● Task instructions
Would you please return the lines of the entries below starting at the line that has "Put a marker on every instance of the black binder" and ending at the line that has "[(371, 88), (224, 329), (279, 412), (456, 367)]", both included, exactly as they are?

Image-grounded pointing data:
******************************

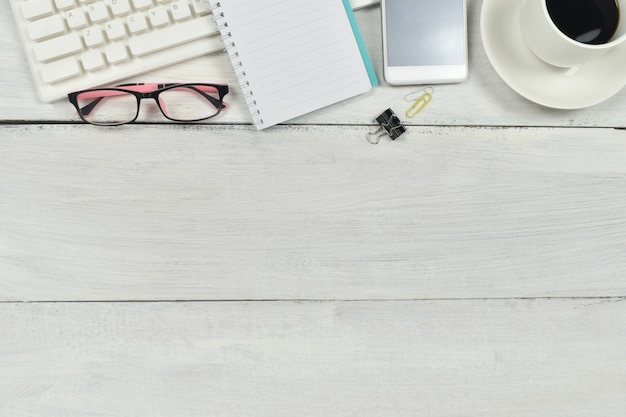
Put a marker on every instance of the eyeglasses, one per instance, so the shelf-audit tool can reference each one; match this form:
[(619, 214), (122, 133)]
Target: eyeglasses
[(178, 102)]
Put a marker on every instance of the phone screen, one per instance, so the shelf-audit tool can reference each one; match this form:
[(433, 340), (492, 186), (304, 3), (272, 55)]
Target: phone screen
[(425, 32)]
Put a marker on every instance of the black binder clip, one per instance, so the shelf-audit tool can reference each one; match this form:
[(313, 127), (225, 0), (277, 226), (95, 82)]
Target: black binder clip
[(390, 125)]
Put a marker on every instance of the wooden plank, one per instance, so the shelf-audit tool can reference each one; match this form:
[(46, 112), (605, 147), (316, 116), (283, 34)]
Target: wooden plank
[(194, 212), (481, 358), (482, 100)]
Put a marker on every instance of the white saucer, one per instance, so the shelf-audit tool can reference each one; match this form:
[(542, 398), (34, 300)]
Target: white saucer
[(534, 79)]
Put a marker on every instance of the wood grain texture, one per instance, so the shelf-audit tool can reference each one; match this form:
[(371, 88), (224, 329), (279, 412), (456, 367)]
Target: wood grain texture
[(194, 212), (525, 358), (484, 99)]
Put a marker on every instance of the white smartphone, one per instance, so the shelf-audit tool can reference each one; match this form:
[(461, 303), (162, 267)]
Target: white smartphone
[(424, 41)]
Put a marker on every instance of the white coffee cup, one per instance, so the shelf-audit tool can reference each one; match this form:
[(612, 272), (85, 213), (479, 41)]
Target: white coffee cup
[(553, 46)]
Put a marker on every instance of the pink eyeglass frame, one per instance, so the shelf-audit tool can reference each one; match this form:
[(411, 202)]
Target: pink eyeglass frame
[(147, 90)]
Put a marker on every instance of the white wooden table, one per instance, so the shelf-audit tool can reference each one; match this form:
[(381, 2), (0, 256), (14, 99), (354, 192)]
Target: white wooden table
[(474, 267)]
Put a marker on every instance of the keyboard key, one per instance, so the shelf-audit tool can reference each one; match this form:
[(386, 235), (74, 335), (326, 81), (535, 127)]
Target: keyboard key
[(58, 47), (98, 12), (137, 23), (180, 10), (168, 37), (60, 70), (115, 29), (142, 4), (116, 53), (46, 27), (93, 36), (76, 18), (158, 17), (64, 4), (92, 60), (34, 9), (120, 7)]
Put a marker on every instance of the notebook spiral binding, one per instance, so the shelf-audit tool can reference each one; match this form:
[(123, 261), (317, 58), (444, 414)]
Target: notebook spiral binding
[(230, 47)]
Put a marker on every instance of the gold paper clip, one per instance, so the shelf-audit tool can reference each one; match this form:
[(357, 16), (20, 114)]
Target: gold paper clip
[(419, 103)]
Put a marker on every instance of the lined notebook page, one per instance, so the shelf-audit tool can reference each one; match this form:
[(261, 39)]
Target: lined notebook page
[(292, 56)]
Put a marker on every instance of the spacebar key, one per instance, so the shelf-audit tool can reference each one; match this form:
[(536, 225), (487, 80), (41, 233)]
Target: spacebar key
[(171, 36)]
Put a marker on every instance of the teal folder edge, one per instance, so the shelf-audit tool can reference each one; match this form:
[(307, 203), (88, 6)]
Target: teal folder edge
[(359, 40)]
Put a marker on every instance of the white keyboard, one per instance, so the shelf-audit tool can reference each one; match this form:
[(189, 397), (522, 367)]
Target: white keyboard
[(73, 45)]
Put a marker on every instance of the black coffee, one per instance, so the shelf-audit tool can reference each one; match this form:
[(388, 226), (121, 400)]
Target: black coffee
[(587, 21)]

******************************

● Result
Put a marker on every instance of the black binder clip, one per instance, so the shelf-audit tool can reference each one; match this form:
[(313, 127), (225, 0), (277, 226), (95, 82)]
Target: black binder clip
[(390, 125)]
Put a marker on every instance of the wooden plank, one per instance, so the shelf-audit tool can reference each one; match this form:
[(46, 112), (605, 147), (316, 116), (283, 34)]
Target: wooden plank
[(194, 212), (481, 358), (482, 100)]
Put a marker on every instance of the white saucer, one per instance, so the shelf-audit tool can reference each one; match this form:
[(542, 398), (34, 300)]
Target: white saucer
[(534, 79)]
Put a marker on every instance of the wood grain texture, one per instance, so the shelf-audit tool can reference each one; match this form:
[(371, 88), (224, 329), (279, 412), (456, 367)]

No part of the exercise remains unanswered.